=== AVAILABLE DATA ===

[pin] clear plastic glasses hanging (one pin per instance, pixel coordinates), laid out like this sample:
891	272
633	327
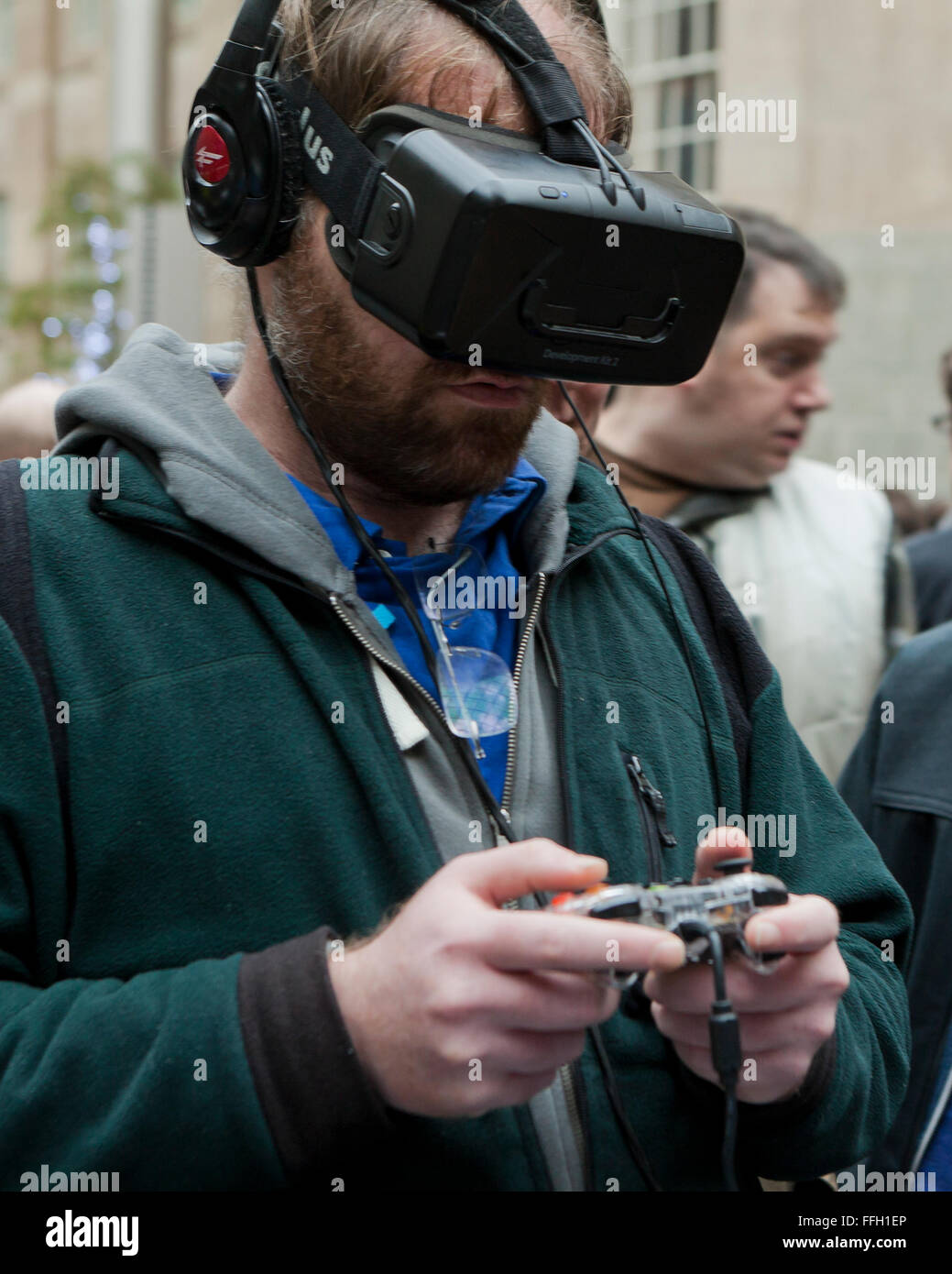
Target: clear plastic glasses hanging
476	686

===

> _REQUIREMENT_:
Reproduce every line of the data above without any changes, and leave the pictures out of your answer.

> _REPLY TO THE EXERCISE_:
[pin] clear plastic glasses hanging (one pin per instance, pixel coordinates), laid out like this sample:
891	272
633	327
Target: clear plastic glasses hanging
476	686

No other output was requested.